● **YOUR OBJECTIVE**: Lines from the beginning of the data below through the one containing "x=417 y=245" are to be printed exactly as they appear.

● **TASK INPUT**:
== Segment start ==
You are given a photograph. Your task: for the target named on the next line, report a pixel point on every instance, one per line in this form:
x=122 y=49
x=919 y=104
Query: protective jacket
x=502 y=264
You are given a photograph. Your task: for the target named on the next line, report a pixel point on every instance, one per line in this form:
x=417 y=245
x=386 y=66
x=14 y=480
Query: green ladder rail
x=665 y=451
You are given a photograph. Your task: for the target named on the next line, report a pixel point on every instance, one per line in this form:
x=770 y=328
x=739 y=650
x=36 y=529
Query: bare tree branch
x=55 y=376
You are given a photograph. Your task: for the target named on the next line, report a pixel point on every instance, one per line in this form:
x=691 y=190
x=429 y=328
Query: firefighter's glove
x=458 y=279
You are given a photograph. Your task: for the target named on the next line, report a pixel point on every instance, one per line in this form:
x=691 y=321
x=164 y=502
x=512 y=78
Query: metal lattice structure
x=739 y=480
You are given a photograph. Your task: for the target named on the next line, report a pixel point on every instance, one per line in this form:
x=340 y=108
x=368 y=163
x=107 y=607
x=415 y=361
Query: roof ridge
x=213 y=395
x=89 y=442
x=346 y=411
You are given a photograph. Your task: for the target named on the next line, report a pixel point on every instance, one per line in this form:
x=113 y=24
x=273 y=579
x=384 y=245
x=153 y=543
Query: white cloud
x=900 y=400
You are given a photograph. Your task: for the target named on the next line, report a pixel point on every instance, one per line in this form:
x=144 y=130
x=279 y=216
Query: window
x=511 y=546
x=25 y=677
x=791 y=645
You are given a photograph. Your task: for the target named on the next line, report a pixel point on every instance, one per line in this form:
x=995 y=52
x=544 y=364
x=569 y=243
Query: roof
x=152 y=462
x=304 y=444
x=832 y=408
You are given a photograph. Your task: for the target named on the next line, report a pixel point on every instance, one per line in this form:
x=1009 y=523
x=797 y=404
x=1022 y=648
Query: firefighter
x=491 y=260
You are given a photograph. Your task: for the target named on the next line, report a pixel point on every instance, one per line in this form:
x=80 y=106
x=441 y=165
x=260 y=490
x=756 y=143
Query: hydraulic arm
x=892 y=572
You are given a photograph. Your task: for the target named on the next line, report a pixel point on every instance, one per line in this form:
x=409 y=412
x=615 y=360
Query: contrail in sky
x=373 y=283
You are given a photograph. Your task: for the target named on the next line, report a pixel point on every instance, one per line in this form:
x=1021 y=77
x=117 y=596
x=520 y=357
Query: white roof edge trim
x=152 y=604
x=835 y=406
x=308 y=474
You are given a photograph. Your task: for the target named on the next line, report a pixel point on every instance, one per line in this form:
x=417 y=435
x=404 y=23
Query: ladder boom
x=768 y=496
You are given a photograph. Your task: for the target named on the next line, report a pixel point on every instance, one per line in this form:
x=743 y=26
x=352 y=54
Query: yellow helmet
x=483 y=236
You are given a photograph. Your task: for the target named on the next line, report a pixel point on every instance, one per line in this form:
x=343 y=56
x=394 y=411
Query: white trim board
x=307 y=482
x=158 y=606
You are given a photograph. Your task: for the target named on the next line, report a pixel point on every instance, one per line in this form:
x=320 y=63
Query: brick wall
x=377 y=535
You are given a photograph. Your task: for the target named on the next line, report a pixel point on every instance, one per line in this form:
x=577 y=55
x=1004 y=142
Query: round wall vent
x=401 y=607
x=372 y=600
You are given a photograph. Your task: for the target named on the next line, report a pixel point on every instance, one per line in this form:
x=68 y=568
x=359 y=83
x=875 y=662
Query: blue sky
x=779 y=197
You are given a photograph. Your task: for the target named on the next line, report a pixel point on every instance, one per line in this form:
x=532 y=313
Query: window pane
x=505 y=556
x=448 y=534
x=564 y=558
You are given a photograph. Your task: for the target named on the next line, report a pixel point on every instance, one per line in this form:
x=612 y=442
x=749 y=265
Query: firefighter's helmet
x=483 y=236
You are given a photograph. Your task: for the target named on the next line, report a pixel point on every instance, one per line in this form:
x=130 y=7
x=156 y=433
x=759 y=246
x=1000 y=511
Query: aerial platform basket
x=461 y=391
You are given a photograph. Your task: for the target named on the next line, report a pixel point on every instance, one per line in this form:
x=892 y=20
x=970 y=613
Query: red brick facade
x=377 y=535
== Segment end ==
● **YOUR SOLUTION**:
You are given a photograph. Your task: for the target named on the next line, report a pixel point on every instance, one per line in this form:
x=122 y=49
x=919 y=104
Query: protective jacket
x=502 y=264
You are given a photograph. Your task: for the target named on the next line, report a pixel point on every instance, one per line in this form:
x=417 y=245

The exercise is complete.